SUPPLIED PASSAGE |
Trajectory Tracking with Integral Loss

[1]:
import sys
sys.path.append('../')
from torchdyn.models import *; from torchdyn import *

Integral Loss

We consider a loss of type

\[\ell_\theta := \int_0^S g(z(s))d\tau\]

where \(z(s)\) satisfies the neural ODE initial value problem

\[\begin{split}\left\{ \begin{aligned} \dot{z}(s) &= f(z(s), \theta(s))\\ z(0) &= x \end{aligned} \right. \quad s\in[0,S]\end{split}\]

where \(\theta(s)\) is parametrized with some spectral method (Galerkin-style), i.e. \(\theta(s)=\theta(s,\omega)\) [\(\omega\): parameters of \(\theta(s)\)].

REMARK: In torchdyn, we do not need to evaluate the following integral in the forward pass of the ODE integration. In fact, we will compute the gradient \(d\ell/d\omega\) just by solving backward

\[\begin{split}\begin{aligned} \dot\lambda (s) &= -\frac{\partial f}{\partial z}\lambda(s) + \frac{\partial g}{\partial z} \\ \dot\mu (s) &= -\frac{\partial f}{\partial \theta}\frac{\partial \theta}{\partial \omega}\lambda(s) \end{aligned}~~\text{with}~~ \begin{aligned} \lambda (S) &= 0\\ \mu (S) &= 0 \end{aligned}\end{split}\]

and, \(\frac{d\ell}{d\omega} = \mu(0)\). Check out this paper for more details on the integral adjoint for Neural ODEs.

Example: Use a neural ODE to track a 2D curve \(\gamma:[0,\infty]\rightarrow \mathbb{S}_2\) (\(\mathbb{S}_2\): unit circle, \(\mathbb{S}_2:=\{x\in\mathbb{R}^2:||x||_2=1\}\)), i.e.

\[\gamma(s) := [\cos(2\pi s), \sin(2\pi s)]\]

which has periodicity equal to \(1\): \(\forall n\in\mathbb{N}, \forall s\in[0,\infty]~~\gamma(s) = \gamma(ns)\).

Let suppose to train the neural ODE for \(s\in[0,1]\). Therefore we can easily setup the integral cost as

\[\ell_\theta := \int_0^1 (h(\tau)-\gamma(\tau))^2 d\tau\]
[105]:
class IntegralLoss(nn.Module):
    def __init__(self):
        super().__init__()

    def y(self, s):
        return torch.tensor([torch.cos(2*np.pi*s), torch.sin(2*np.pi*s)])[None, :].to(device)

    def forward(self, s, x):
        int_loss = ((self.y(s)-x)**2).mean()
        print(f'\rIntegral loss: {int_loss} s: {s}', end='')
        return int_loss

Note: In this case we do not define any dataset of initial conditions and load it into the dataloader. Instead, at each step, we will sample new ICs from a normal distrubution centered in \(\gamma(0) = [1,0]\)

\[x_t \sim \mathcal{N}(\gamma(0),0.1)\]

However, we still need to define a “dummy” trainloader to “trick” pythorch_lightning’s API.

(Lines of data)
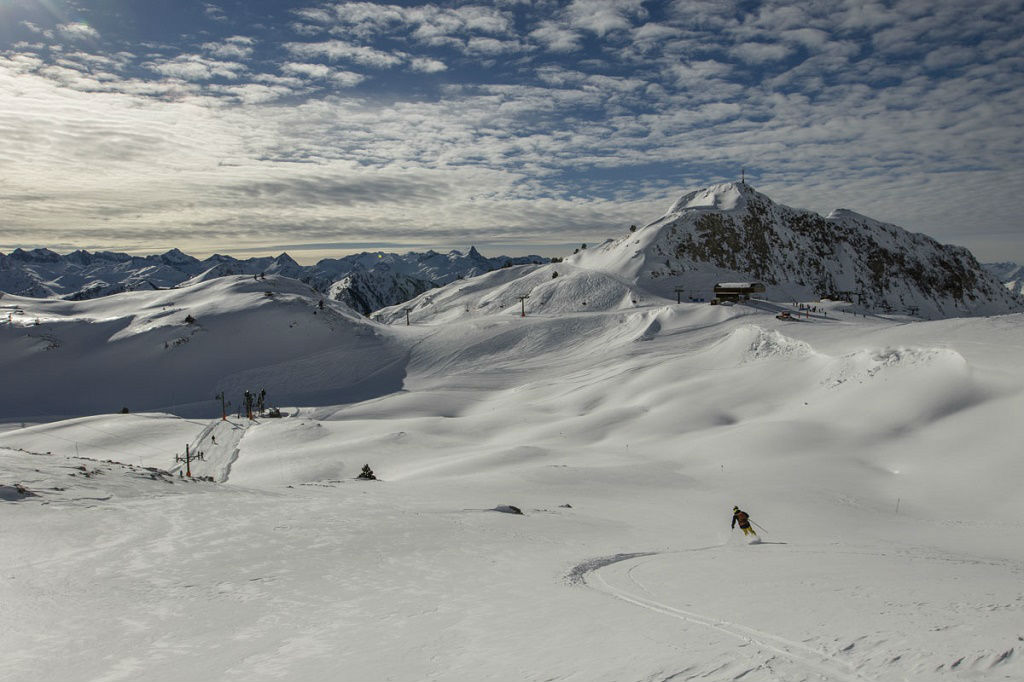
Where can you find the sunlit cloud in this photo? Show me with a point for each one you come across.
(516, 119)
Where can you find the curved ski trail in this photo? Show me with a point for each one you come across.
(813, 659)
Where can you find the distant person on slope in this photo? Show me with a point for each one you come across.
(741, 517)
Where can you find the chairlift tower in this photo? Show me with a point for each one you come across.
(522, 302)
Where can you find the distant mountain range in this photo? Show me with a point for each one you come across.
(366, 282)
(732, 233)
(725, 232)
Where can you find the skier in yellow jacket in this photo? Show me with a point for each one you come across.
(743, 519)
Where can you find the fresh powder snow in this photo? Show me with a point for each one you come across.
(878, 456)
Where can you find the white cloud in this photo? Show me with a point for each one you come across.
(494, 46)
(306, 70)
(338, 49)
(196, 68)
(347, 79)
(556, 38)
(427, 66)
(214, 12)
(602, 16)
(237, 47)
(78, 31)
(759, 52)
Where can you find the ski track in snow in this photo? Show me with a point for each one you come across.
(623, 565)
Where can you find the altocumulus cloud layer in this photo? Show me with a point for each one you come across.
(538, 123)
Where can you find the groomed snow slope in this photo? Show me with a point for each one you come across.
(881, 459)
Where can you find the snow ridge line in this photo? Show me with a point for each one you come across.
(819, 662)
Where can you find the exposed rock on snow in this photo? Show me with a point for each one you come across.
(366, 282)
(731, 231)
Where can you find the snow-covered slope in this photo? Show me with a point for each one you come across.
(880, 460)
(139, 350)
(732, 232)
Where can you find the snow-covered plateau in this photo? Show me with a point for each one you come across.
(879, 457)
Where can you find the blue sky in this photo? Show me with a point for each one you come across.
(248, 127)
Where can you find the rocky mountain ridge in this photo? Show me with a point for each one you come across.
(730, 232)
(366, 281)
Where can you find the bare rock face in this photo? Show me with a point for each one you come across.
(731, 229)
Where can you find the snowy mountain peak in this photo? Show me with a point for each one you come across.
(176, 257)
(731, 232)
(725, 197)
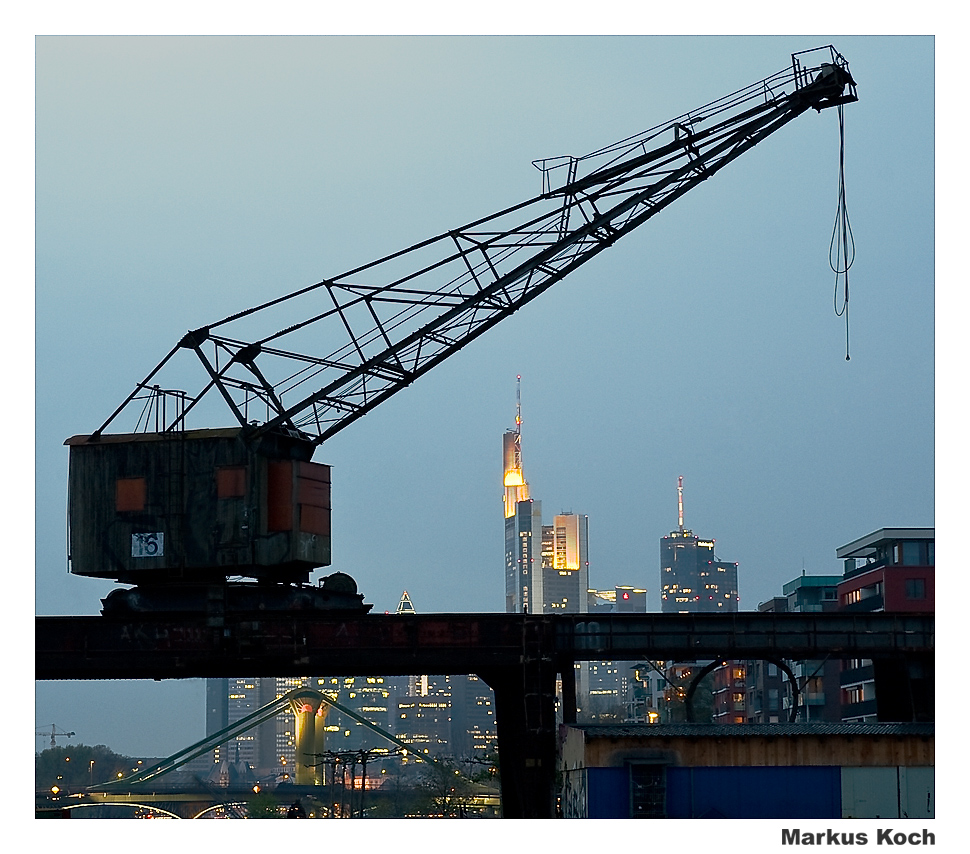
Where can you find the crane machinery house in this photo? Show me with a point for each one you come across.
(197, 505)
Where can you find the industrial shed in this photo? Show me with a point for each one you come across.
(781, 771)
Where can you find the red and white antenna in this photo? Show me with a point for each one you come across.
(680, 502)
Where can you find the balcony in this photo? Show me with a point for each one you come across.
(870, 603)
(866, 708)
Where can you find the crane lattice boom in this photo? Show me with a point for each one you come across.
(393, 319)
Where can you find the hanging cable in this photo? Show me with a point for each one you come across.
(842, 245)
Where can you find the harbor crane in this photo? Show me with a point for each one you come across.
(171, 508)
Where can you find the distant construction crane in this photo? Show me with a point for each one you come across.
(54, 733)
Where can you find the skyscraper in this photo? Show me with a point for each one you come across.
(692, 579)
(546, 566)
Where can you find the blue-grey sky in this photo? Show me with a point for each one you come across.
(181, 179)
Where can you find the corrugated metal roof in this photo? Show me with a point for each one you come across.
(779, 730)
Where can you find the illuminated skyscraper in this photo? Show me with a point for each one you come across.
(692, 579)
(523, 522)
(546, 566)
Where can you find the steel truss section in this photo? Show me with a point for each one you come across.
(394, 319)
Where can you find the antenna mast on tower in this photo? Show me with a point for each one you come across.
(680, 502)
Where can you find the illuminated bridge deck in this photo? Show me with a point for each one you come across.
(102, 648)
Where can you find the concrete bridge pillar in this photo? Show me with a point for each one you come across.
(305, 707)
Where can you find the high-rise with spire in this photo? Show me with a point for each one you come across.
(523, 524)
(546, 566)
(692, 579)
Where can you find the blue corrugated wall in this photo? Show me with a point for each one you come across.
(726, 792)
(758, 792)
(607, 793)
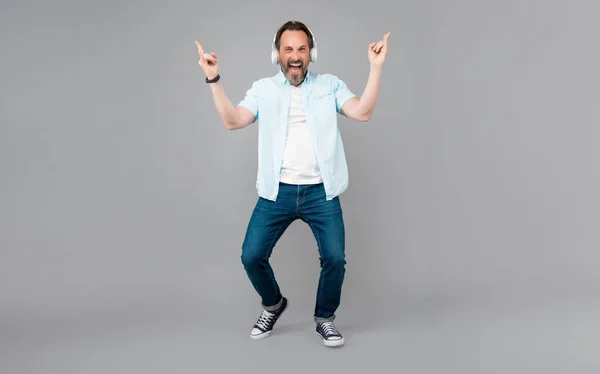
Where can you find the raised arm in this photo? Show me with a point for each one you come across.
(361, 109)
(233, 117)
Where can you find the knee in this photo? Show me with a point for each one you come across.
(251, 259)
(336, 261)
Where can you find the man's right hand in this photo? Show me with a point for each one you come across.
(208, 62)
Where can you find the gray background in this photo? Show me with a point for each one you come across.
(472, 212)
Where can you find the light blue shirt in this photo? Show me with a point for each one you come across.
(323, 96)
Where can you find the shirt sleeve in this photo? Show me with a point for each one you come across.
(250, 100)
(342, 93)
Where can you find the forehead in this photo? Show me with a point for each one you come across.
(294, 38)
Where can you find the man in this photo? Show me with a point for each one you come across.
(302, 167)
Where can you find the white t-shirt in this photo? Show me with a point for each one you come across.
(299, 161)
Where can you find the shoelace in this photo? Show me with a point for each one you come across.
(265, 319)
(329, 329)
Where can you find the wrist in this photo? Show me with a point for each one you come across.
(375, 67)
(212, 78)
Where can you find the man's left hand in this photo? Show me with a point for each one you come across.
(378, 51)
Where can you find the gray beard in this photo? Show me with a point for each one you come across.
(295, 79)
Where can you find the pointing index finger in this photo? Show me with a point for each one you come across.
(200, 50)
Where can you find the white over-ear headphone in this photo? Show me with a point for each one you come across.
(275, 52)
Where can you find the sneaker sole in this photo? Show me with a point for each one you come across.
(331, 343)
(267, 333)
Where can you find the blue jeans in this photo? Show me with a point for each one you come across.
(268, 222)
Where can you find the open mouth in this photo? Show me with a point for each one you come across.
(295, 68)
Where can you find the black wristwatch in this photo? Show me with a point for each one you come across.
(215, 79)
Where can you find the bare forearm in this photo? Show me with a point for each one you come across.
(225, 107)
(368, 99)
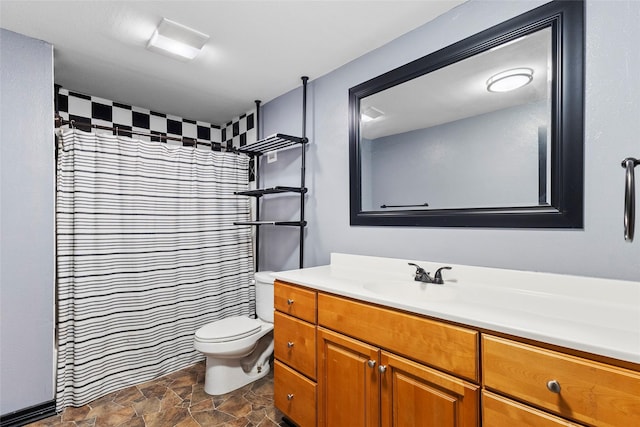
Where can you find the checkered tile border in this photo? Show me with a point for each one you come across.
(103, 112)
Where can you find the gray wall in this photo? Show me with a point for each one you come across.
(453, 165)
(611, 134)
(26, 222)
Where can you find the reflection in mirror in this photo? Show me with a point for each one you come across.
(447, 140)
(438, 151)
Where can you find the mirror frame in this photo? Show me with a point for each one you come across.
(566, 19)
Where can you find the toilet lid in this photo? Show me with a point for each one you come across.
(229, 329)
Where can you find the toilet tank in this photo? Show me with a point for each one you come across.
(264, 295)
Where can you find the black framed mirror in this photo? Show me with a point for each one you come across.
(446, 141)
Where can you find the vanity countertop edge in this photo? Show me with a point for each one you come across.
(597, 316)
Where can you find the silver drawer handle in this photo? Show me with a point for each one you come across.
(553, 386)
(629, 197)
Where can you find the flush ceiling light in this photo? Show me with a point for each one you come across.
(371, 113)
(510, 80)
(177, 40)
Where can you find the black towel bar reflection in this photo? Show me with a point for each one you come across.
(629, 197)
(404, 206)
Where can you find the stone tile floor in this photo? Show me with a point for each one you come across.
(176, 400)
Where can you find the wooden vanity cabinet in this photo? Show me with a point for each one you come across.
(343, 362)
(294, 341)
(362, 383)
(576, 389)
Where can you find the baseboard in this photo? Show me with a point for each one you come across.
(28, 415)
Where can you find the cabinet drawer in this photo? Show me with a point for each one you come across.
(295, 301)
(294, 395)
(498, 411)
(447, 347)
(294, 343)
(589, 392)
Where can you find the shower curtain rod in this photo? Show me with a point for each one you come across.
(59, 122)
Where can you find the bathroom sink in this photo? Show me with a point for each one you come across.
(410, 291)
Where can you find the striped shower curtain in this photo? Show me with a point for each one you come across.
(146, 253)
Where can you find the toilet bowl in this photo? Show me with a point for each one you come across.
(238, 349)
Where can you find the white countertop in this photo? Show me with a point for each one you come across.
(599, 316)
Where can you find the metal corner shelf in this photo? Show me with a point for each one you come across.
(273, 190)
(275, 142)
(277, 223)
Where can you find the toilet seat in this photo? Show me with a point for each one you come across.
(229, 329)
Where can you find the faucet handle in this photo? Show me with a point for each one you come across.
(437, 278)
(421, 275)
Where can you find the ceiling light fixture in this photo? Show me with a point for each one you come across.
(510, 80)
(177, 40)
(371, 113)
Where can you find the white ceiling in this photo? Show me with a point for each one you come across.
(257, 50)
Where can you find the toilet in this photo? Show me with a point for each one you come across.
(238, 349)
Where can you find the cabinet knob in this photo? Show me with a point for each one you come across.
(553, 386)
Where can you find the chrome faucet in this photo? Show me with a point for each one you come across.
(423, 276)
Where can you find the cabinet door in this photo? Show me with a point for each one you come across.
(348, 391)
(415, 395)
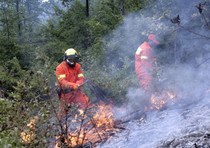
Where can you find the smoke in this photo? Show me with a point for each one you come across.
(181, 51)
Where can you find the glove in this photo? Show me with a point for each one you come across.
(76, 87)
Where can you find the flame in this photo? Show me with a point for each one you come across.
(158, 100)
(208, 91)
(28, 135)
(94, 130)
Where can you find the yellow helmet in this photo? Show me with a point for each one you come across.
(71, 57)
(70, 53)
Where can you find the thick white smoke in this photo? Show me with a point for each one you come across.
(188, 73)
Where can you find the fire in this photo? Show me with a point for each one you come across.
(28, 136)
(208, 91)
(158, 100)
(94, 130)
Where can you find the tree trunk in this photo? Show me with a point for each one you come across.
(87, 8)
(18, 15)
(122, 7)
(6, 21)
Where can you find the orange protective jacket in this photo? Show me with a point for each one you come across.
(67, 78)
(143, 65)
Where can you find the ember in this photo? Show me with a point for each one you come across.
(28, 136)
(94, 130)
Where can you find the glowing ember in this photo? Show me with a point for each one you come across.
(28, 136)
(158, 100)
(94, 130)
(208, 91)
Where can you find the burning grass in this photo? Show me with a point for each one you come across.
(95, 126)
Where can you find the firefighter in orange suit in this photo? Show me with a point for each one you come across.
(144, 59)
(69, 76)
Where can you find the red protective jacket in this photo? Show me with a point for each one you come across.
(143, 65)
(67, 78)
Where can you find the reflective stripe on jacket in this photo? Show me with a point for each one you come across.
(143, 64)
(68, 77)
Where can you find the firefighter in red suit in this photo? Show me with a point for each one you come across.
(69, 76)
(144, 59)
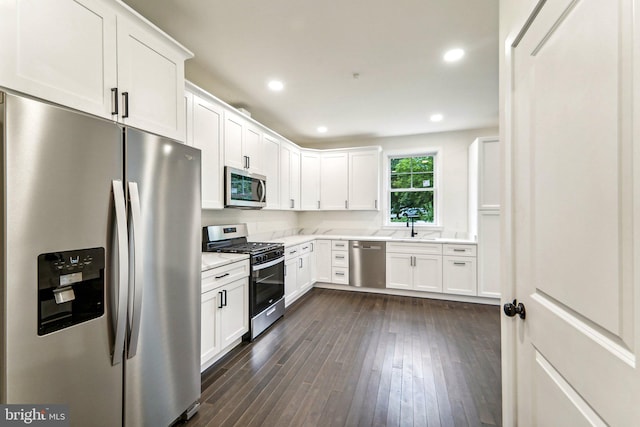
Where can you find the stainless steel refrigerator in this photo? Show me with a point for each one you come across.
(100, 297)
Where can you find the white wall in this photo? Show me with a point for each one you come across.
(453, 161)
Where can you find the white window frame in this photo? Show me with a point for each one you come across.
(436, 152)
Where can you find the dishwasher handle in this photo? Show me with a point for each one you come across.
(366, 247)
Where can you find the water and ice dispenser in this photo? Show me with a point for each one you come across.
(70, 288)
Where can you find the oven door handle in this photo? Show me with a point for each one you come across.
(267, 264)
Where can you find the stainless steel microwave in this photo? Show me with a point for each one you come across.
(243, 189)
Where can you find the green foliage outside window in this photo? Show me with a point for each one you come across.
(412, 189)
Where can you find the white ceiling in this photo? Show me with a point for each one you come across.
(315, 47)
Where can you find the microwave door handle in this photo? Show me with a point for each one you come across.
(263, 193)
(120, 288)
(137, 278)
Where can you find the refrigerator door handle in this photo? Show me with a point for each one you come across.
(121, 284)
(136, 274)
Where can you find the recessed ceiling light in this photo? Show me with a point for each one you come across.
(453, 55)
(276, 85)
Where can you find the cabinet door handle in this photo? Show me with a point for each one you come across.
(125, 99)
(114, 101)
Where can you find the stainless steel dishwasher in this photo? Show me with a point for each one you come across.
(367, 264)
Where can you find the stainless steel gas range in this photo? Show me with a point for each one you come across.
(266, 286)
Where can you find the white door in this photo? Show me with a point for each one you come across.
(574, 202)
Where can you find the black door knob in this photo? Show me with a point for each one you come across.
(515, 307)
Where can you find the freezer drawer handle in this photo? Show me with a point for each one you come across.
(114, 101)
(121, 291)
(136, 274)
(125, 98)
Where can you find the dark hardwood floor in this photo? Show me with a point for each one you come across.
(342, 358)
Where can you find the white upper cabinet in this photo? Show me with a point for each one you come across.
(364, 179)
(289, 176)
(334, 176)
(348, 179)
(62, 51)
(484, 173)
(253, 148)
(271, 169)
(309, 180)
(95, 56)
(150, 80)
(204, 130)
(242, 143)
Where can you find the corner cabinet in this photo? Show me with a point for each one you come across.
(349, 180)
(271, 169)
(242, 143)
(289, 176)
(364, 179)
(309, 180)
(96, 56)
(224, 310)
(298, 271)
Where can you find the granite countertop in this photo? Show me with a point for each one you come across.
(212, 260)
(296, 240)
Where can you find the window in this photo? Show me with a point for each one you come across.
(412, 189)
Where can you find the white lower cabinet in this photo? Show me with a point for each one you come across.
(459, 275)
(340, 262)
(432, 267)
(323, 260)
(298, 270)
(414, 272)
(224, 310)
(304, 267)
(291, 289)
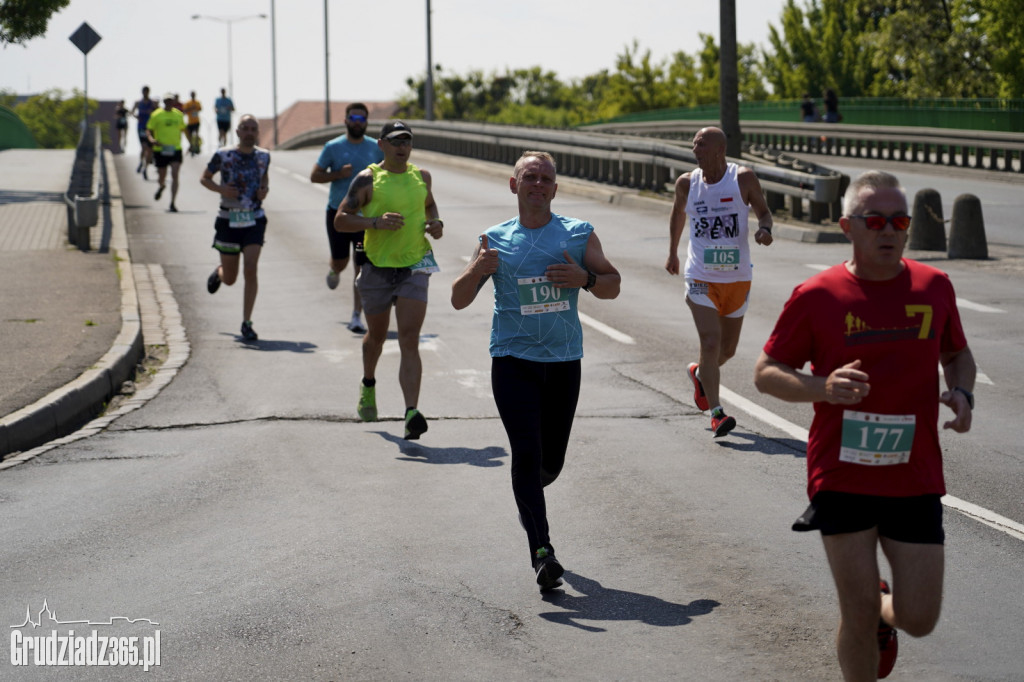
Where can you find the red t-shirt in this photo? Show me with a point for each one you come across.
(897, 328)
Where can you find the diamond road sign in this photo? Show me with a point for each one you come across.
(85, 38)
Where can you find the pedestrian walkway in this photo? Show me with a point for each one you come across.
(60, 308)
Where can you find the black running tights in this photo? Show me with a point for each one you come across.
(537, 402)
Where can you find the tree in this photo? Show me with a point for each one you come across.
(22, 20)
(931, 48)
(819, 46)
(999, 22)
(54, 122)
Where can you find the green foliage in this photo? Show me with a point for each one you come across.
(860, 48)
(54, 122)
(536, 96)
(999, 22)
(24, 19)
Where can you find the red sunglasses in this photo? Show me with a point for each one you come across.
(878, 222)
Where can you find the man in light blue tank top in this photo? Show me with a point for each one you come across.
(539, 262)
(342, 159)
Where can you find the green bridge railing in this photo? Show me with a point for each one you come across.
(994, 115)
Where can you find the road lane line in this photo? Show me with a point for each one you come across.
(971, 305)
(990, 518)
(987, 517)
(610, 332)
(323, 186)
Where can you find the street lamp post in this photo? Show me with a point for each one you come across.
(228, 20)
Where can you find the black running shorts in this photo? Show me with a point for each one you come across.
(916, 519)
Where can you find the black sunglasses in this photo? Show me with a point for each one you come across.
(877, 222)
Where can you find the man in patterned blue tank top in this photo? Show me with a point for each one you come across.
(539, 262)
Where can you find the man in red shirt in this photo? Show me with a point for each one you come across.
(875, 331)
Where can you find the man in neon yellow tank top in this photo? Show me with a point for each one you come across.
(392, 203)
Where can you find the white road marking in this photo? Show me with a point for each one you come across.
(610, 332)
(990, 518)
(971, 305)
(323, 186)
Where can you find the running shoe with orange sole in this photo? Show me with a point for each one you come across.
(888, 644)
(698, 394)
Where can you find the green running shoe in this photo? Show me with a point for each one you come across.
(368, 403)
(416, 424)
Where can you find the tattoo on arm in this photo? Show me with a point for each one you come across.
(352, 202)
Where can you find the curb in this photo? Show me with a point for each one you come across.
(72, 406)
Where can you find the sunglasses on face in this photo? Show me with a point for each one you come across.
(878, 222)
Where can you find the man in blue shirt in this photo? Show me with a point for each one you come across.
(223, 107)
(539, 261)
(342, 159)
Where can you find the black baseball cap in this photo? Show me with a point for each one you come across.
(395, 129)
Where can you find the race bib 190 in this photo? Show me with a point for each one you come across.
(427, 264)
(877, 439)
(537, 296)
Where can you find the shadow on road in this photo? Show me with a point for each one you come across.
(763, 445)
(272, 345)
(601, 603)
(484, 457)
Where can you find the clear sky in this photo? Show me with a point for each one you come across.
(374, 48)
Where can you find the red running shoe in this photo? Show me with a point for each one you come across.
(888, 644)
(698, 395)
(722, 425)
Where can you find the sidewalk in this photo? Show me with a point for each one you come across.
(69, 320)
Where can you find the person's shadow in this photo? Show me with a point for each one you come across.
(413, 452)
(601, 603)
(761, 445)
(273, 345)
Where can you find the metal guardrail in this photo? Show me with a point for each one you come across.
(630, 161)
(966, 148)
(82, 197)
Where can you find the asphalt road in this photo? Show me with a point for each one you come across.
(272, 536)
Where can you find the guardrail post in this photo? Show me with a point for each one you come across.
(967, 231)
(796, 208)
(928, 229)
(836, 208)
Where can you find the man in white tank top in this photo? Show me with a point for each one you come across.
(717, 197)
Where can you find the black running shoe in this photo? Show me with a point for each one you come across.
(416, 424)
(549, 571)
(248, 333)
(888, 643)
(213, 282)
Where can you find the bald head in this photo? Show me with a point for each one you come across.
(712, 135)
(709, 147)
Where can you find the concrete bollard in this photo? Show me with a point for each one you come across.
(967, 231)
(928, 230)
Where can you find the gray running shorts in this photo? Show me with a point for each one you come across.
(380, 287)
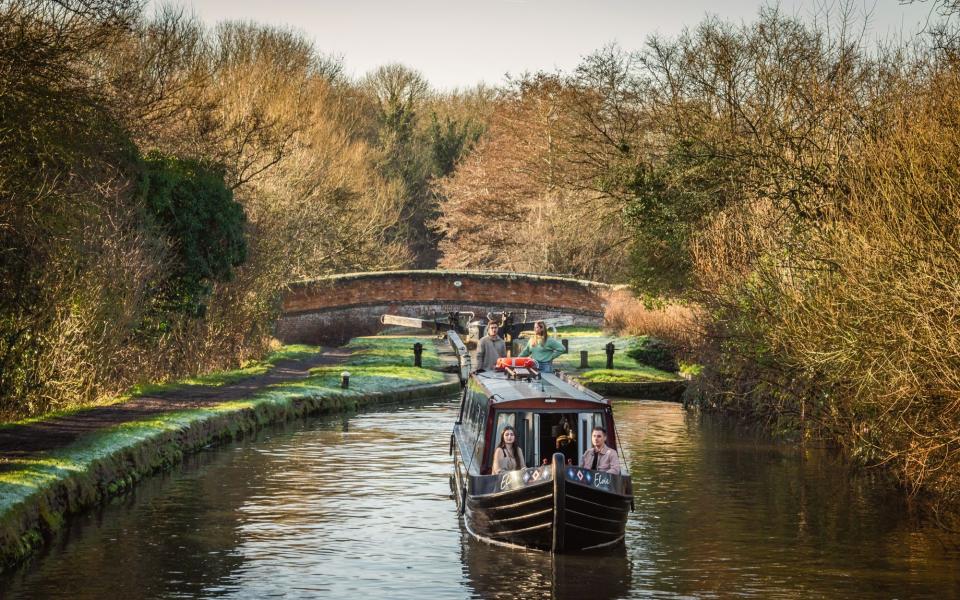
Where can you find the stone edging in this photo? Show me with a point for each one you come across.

WORK INSTRUCTIONS |
Could you rewrite the part of the integral loss page that begins at the words "which has periodicity" and stops after "super().__init__()", replacing "integral cost" with "integral objective"?

SOLUTION TO THIS PROBLEM |
which has periodicity equal to \(1\): \(\forall n\in\mathbb{N}, \forall s\in[0,\infty]~~\gamma(s) = \gamma(ns)\).

Let suppose to train the neural ODE for \(s\in[0,1]\). Therefore we can easily setup the integral objective as

\[\ell_\theta := \int_0^1 (h(\tau)-\gamma(\tau))^2 d\tau\]
[105]:
class IntegralLoss(nn.Module):
    def __init__(self):
        super().__init__()